- **WHAT TO DO**
Update the stretch from the line containing "543V582L928 596V617L939 626L957" through the line containing "positive clicks: (961, 508) (928, 594)" by replacing "rough mask" with "draft mask" and keeping everything else identical. Output only those lines.

- **SUPPLIED RECORDS**
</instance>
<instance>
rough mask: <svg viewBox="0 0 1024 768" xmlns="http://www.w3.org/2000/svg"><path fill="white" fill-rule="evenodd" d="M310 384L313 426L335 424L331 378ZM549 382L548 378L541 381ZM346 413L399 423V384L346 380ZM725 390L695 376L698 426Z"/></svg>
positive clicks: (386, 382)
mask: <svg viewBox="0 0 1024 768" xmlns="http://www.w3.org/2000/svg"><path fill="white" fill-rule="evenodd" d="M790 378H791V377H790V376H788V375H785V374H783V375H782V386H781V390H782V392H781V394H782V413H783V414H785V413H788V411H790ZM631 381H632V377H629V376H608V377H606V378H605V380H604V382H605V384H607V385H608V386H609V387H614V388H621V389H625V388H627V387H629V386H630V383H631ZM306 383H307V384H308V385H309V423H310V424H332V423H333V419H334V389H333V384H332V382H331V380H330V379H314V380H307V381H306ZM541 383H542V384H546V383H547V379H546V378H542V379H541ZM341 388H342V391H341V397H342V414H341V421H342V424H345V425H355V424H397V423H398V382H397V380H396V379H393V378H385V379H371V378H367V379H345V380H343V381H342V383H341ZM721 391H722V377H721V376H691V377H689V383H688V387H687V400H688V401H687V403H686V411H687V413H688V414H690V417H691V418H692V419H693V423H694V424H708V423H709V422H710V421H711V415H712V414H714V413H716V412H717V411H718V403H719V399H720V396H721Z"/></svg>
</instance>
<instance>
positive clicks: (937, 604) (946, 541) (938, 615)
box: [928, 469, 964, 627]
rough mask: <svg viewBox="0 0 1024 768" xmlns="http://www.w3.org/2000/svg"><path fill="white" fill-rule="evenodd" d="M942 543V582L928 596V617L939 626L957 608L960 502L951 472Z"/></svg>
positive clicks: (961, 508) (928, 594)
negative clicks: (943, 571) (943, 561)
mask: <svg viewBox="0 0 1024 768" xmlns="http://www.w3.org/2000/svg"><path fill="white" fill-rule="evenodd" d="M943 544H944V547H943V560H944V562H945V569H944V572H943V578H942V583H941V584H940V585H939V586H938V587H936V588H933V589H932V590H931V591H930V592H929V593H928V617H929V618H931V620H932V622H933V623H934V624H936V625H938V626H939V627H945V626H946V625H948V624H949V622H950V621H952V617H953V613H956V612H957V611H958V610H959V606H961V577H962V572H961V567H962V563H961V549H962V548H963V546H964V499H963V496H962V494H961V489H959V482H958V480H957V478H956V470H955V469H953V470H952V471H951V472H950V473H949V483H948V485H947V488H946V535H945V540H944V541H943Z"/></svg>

- **FINISHED EXERCISE**
draft mask: <svg viewBox="0 0 1024 768" xmlns="http://www.w3.org/2000/svg"><path fill="white" fill-rule="evenodd" d="M942 543V582L928 596V617L939 626L957 608L960 502L951 472Z"/></svg>
positive clicks: (961, 508) (928, 594)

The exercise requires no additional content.